* [THE PROBLEM]: Restate the records in full, keeping every word as it is.

* [RECORDS FOR THE TASK]:
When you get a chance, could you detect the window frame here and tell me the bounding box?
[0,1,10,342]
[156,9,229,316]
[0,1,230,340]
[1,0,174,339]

* [TASK RESULT]:
When you get a chance, could you detect the window frame here and tell me the bounding box?
[0,1,10,342]
[156,9,229,316]
[0,1,230,340]
[1,0,174,339]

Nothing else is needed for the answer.